===== Stored data =====

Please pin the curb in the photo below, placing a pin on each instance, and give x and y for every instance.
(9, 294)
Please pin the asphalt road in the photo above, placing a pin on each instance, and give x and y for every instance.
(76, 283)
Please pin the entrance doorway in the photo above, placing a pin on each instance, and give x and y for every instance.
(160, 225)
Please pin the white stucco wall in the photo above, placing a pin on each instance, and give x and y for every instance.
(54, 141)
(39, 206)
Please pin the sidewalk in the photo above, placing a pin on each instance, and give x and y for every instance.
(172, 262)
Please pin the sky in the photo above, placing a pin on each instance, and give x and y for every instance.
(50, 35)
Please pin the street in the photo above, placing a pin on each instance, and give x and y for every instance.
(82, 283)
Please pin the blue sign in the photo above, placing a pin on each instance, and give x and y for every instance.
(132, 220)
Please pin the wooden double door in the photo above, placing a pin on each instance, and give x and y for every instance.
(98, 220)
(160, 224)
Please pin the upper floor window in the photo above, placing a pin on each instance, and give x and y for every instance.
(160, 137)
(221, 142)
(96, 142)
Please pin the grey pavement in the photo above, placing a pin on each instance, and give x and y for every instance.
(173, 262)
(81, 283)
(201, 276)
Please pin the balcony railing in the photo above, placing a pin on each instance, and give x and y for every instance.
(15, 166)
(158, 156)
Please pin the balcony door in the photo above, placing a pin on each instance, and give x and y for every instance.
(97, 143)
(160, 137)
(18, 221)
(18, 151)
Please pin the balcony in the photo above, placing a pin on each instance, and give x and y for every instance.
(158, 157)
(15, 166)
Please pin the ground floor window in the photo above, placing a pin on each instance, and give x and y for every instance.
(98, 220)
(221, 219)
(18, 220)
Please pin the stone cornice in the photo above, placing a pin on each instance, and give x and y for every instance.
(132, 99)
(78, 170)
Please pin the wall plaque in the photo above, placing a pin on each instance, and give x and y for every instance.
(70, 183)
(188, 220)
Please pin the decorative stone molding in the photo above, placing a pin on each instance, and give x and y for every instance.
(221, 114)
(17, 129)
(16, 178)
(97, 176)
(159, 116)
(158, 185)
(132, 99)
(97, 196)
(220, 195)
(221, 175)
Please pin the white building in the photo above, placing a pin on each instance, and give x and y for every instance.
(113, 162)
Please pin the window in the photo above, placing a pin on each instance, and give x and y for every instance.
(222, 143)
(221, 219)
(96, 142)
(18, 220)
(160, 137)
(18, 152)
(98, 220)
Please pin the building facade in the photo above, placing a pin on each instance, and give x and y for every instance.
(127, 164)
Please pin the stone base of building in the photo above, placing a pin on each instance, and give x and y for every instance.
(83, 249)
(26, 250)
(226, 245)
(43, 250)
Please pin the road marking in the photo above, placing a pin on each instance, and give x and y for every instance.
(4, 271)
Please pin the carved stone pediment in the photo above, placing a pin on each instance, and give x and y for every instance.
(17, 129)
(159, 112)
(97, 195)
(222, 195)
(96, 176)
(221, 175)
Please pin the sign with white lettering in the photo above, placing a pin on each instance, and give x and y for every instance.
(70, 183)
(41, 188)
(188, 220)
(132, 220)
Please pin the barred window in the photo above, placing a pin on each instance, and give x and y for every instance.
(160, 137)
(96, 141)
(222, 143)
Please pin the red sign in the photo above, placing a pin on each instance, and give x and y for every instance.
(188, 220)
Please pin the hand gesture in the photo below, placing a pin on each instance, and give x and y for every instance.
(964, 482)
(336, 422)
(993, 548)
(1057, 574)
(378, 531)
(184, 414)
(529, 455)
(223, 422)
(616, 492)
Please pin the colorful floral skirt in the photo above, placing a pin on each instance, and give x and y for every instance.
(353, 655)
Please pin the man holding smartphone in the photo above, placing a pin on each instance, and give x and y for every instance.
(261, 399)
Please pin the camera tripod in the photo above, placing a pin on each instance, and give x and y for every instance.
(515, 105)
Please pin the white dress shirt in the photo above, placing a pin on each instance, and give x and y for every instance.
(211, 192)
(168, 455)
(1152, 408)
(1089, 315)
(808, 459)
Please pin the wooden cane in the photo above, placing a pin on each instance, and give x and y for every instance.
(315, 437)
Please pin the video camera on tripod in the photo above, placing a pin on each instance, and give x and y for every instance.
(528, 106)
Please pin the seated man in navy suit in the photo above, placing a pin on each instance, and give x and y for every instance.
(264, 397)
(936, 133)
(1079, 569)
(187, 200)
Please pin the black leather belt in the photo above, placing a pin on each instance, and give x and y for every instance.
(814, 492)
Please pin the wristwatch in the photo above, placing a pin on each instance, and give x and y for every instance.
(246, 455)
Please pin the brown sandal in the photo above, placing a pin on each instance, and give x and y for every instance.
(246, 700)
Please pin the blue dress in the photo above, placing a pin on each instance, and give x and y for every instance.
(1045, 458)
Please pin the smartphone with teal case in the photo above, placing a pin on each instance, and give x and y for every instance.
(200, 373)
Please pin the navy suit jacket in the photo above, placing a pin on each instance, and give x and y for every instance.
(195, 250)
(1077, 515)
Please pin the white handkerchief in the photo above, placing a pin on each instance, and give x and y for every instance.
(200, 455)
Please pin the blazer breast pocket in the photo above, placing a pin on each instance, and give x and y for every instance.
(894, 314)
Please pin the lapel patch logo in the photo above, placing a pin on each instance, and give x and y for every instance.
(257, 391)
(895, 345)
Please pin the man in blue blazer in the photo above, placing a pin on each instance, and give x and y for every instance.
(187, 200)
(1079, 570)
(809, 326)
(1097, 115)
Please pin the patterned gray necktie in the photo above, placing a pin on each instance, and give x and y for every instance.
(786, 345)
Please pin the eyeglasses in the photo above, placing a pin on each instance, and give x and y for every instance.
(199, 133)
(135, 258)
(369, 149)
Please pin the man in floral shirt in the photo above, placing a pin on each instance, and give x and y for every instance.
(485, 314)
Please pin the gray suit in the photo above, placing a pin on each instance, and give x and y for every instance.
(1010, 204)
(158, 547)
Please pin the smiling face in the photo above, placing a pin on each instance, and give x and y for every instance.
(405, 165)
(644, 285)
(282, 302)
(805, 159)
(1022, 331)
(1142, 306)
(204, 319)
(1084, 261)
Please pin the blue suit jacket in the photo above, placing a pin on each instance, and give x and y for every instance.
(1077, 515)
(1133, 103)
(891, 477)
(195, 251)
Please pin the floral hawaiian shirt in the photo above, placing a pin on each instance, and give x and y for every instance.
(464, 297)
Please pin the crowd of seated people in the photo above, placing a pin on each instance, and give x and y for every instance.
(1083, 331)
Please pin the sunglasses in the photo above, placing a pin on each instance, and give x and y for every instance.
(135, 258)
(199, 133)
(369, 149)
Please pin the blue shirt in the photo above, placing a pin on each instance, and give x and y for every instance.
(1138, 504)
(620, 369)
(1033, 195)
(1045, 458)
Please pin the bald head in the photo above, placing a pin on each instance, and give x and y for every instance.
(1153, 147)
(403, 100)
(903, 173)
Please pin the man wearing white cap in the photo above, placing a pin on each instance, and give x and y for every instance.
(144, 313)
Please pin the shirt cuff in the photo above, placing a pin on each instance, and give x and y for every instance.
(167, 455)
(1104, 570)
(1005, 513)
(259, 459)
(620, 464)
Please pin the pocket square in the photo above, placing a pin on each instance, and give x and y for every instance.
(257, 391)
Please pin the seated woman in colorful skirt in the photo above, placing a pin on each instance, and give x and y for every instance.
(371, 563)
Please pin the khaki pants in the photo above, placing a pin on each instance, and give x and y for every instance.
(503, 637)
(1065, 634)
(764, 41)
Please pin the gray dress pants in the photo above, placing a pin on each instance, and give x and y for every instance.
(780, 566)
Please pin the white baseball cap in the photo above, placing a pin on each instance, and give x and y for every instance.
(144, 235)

=====

Brief: Only those lines running from the one containing "Please pin the sunglasses" through the last line of the data above are to be copied, exactly, with both ends included.

Response for this exercise:
Please pin the sunglasses in the photo above, placing a pin on each instance, and give x and y for every instance.
(135, 258)
(199, 133)
(369, 149)
Please pin the blue shirt in the photo above, placing a pin on each instance, and give x and y for every instance.
(1138, 504)
(620, 369)
(1033, 195)
(1045, 458)
Please pin the bald head in the photo above, placing a pin on each instance, and give x and y for every instance.
(1153, 147)
(403, 100)
(903, 173)
Please pin the man wearing white cap in the photo above, placing a pin on each instance, and give x and y for every instance.
(144, 313)
Please pin the shirt cuff in the photo above, placing a pin on each instance, and give x and y for every instance.
(167, 455)
(1104, 570)
(1005, 513)
(259, 459)
(620, 464)
Please pin the pocket square in the photo above, placing a pin on each instance, and give x and y for every instance.
(257, 391)
Please pin the seated woman in colorful skirt in the photo above, placing a pin on each instance, and give x and y for every instance.
(371, 563)
Please pin the khaki pants in the photo above, placing a pin on each instance, and give x and y for every instance.
(503, 637)
(1065, 634)
(764, 41)
Please pin the gray dress pants in the photo above, placing a pin on each instance, and give x and y for every instance.
(780, 566)
Please pin the white baseball cap in the photo above, placing a pin on each instance, and give x and y for every instance.
(144, 235)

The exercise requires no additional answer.